Problem to solve:
Return each record word for word, keeping none of its pictures.

= Beginning of Section =

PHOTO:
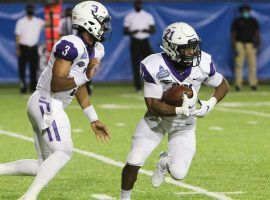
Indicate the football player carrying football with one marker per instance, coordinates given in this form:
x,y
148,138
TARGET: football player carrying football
x,y
72,63
181,63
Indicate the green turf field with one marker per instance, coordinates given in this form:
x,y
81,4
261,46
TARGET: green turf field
x,y
232,159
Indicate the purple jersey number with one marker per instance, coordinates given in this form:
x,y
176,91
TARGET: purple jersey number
x,y
66,50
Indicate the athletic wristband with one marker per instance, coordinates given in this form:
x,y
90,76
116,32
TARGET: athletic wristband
x,y
80,80
179,110
90,113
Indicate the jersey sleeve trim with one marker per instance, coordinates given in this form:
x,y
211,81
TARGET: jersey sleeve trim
x,y
212,69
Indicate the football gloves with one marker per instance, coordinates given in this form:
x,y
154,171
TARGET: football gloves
x,y
206,107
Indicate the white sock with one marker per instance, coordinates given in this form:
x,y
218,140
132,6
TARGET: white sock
x,y
46,172
20,167
163,162
125,195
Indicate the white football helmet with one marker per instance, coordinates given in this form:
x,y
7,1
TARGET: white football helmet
x,y
179,37
94,18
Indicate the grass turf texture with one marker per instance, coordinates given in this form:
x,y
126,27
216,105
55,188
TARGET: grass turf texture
x,y
233,159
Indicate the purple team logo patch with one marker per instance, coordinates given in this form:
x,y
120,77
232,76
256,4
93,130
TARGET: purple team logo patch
x,y
163,73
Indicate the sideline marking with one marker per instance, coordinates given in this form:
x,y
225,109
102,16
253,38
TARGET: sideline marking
x,y
77,130
252,122
120,124
120,164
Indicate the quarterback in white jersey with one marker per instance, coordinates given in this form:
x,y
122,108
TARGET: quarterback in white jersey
x,y
72,63
181,63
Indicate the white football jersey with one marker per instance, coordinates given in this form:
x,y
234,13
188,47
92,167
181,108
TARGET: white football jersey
x,y
71,48
159,75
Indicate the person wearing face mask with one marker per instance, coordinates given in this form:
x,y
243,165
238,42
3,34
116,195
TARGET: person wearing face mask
x,y
27,31
245,33
139,25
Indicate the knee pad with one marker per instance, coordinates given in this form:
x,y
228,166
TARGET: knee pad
x,y
135,157
178,172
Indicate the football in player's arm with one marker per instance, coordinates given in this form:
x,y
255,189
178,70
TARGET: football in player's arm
x,y
72,63
181,63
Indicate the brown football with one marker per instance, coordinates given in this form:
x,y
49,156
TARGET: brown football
x,y
173,96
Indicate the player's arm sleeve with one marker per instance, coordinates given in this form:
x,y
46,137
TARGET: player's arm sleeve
x,y
214,78
18,28
151,20
66,50
152,88
126,23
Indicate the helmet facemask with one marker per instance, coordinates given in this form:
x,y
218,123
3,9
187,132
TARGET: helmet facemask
x,y
94,18
105,30
193,45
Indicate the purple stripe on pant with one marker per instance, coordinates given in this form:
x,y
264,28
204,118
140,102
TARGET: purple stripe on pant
x,y
56,131
41,110
49,134
46,103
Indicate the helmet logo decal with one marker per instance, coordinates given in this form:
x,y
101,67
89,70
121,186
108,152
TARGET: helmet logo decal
x,y
169,34
94,8
163,73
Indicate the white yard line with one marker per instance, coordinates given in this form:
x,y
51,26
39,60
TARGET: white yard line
x,y
120,164
216,128
245,104
198,193
102,197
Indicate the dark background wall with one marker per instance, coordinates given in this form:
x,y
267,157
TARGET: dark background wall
x,y
211,19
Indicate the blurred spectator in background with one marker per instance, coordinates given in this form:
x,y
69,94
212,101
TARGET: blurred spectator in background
x,y
27,32
139,25
65,25
246,40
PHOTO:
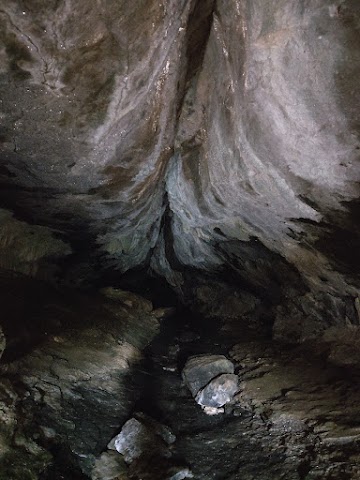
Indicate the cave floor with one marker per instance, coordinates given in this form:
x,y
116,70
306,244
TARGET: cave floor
x,y
295,417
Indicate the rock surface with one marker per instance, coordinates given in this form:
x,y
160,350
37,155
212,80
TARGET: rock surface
x,y
200,370
185,134
218,391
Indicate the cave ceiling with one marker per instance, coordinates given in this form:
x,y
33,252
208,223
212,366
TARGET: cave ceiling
x,y
172,133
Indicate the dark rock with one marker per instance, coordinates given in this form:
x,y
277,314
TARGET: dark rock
x,y
142,438
109,466
199,370
218,391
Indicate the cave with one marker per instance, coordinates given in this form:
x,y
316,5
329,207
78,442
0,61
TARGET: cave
x,y
179,240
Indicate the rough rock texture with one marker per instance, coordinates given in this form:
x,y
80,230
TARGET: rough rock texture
x,y
198,371
74,373
187,134
214,143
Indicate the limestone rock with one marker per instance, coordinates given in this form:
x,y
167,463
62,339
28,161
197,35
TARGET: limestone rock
x,y
199,370
109,466
218,392
137,439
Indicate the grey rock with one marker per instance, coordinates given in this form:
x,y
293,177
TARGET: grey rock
x,y
219,391
132,440
199,370
142,437
109,466
179,474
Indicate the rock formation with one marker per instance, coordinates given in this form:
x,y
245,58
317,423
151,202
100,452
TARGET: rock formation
x,y
197,155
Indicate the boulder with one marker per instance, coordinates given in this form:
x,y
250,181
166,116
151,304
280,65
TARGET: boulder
x,y
219,391
109,466
199,370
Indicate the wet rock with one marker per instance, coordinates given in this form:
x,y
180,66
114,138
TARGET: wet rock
x,y
218,392
76,384
109,466
137,439
129,299
199,370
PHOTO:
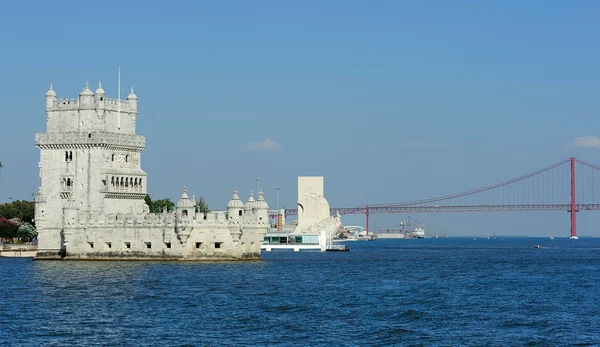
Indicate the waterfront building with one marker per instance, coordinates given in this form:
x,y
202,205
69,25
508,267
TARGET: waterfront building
x,y
315,227
90,202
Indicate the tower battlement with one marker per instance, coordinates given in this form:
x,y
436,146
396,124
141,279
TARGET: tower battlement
x,y
91,199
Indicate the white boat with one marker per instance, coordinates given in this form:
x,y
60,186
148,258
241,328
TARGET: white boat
x,y
418,233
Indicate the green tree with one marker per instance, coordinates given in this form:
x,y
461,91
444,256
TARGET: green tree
x,y
156,206
21,209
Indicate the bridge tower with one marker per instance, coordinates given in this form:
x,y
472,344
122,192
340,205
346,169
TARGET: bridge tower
x,y
573,205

= End of Section =

Problem solution:
PHOTO:
Indicate the football player carrying football with one marker per instance, coordinates given in this form:
x,y
148,138
TARGET: football player carrying football
x,y
72,63
181,63
Indicate the green turf field with one marker per instance, coordinates given in this form:
x,y
81,4
261,46
TARGET: green turf field
x,y
232,159
Indicate the purple jersey number with one marker per instance, coordinates given in this form:
x,y
176,91
TARGET: purple jersey number
x,y
66,50
Indicate the athletic wristband with one marker per instance, coordinates given in this form:
x,y
90,76
116,32
TARGET: athletic wristband
x,y
80,80
179,110
90,113
Indicate the jersey sleeve trim with one marker per instance, coordinates given in this form:
x,y
211,81
TARGET: jersey sleeve trim
x,y
212,69
Indicate the football gloves with one marker per instance, coordinates given in this form:
x,y
154,171
TARGET: football gloves
x,y
206,107
Indicate the white sock with one marker per instance, coordinates given in this form:
x,y
218,140
132,6
TARGET: white sock
x,y
46,172
20,167
163,162
125,195
Indicate the white football helmet with one marker per instance, coordinates given in this form:
x,y
7,1
TARGET: white football helmet
x,y
179,37
94,18
Indicate the grass turf texture with one marker per instance, coordinates given in this form:
x,y
126,27
216,105
55,188
TARGET: grass turf texture
x,y
233,159
Indicate the purple team logo patch with one marker per instance, coordinates given in this form:
x,y
120,77
232,76
256,4
93,130
TARGET: purple team logo patch
x,y
163,73
Indicate the sideline marking with one marker per instance, coordinates given in this form:
x,y
225,109
102,16
253,38
TARGET: sideline marking
x,y
77,130
252,122
120,124
120,164
Indicate the quarterback in white jersey with one marker per instance, coordinates given in this form:
x,y
122,108
TARGET: quarterback in white jersey
x,y
72,63
181,63
Indicate the white football jersey with one marker per instance, coordinates given in this form:
x,y
234,13
188,47
92,167
181,108
TARGET: white football jersey
x,y
71,48
159,75
Indicate the person wearing face mask with one marker per instance, coordinates given in this form:
x,y
243,165
238,42
3,34
116,195
TARGET: person wearing face mask
x,y
27,31
245,33
139,25
Indicate the knee pad with one marker per instance, coordinates given in this form:
x,y
228,166
TARGET: knee pad
x,y
135,157
178,172
Indicate the football in player's arm with one marker per instance, coordinates given in this form:
x,y
255,189
178,70
TARGET: football in player's arm
x,y
72,63
181,63
Indicate the brown football with one marker per instance, coordinates given in this form:
x,y
49,156
TARGET: brown football
x,y
173,96
Indicate the player's arm sleeve with one marker per instance, coordinates given in this form:
x,y
46,137
TARGET: player's arm sleeve
x,y
214,78
18,28
151,20
66,50
152,88
126,23
Indicate the helmet facemask with one marker per instance, coordinates given in this form:
x,y
218,123
3,9
187,132
TARGET: helmet facemask
x,y
94,18
105,30
193,45
Indicate the purple stripe on pant with one marker per instance, coordinates given in this form:
x,y
264,28
204,118
140,102
TARGET: purple stripe on pant
x,y
56,131
41,110
49,134
46,103
Indicate the helmet logo decal with one marker per instance, coordinates given in this form:
x,y
101,67
89,70
121,186
108,152
TARGET: helmet logo decal
x,y
169,34
94,8
163,73
Indicate the white yard line with one marker per instance, coordinates given in this form:
x,y
51,26
39,60
TARGET: white yard line
x,y
120,164
216,128
245,104
198,193
102,197
Indicate the dark background wall with one marker per instance, coordinates given in this form:
x,y
267,157
TARGET: dark background wall
x,y
211,19
Indicate the blurred spectator in background with one marker per instance, coordinates given in this form:
x,y
69,94
212,101
TARGET: blurred spectator in background
x,y
27,32
139,25
65,25
246,40
PHOTO:
Indicate the cave floor with one marker per instance, coordinates given in this form:
x,y
116,70
306,244
TARGET: cave floor
x,y
295,417
Indicate the rock surface with one marker per instance, coordinates given in this form:
x,y
160,350
37,155
212,80
TARGET: rock surface
x,y
200,370
185,134
218,391
Indicate the cave ceiling with one marker per instance, coordinates given in this form:
x,y
33,252
208,223
212,366
TARGET: cave ceiling
x,y
172,133
Indicate the dark rock with one marker per instance, coordinates given in this form:
x,y
277,314
TARGET: dark rock
x,y
142,438
109,466
199,370
218,391
Indicate the cave with one marker per instance, coordinates given in this form:
x,y
316,5
329,207
78,442
0,61
TARGET: cave
x,y
179,240
Indicate the rough rock texture with one marker per instance, coordinates given in this form:
x,y
80,230
TARGET: rough rock texture
x,y
198,371
74,373
187,134
214,143
Indicate the limestone rock with one marker per instance, coordinates given in this form:
x,y
167,463
62,339
28,161
197,35
TARGET: limestone rock
x,y
199,370
109,466
218,392
137,439
Indicate the grey rock with one marker per instance, coordinates given in this form:
x,y
293,177
TARGET: grey rock
x,y
219,391
132,440
199,370
142,437
109,466
179,474
Indicate the rock formation with one marker per instance, coordinates given in this form:
x,y
245,58
317,423
151,202
100,452
TARGET: rock formation
x,y
197,155
Indicate the boulder with one marker per instance, coordinates given in this form:
x,y
250,181
166,116
151,304
280,65
TARGET: boulder
x,y
219,391
109,466
199,370
Indicate the wet rock with one marker per instance, coordinates given in this form:
x,y
180,66
114,138
TARGET: wet rock
x,y
218,392
76,384
109,466
137,439
129,299
199,370
PHOTO:
Indicate the waterfront building with one marker per instance, coordinates given in this form:
x,y
202,205
69,25
508,267
TARGET: waterfront building
x,y
315,227
90,202
Indicate the tower battlement with one marker per instance, coordinates given in this form:
x,y
436,146
396,124
141,279
TARGET: tower battlement
x,y
91,199
Indicate the white boat with one marker per instance, coordinates given in this form:
x,y
60,186
148,258
241,328
TARGET: white boat
x,y
418,233
Indicate the green tree with one marker per instance, coordinates given in this form:
x,y
461,91
444,256
TARGET: green tree
x,y
156,206
21,209
Indicate the bridge tower with one marker per instance, coordinates given in this form:
x,y
472,344
122,192
340,205
346,169
TARGET: bridge tower
x,y
573,205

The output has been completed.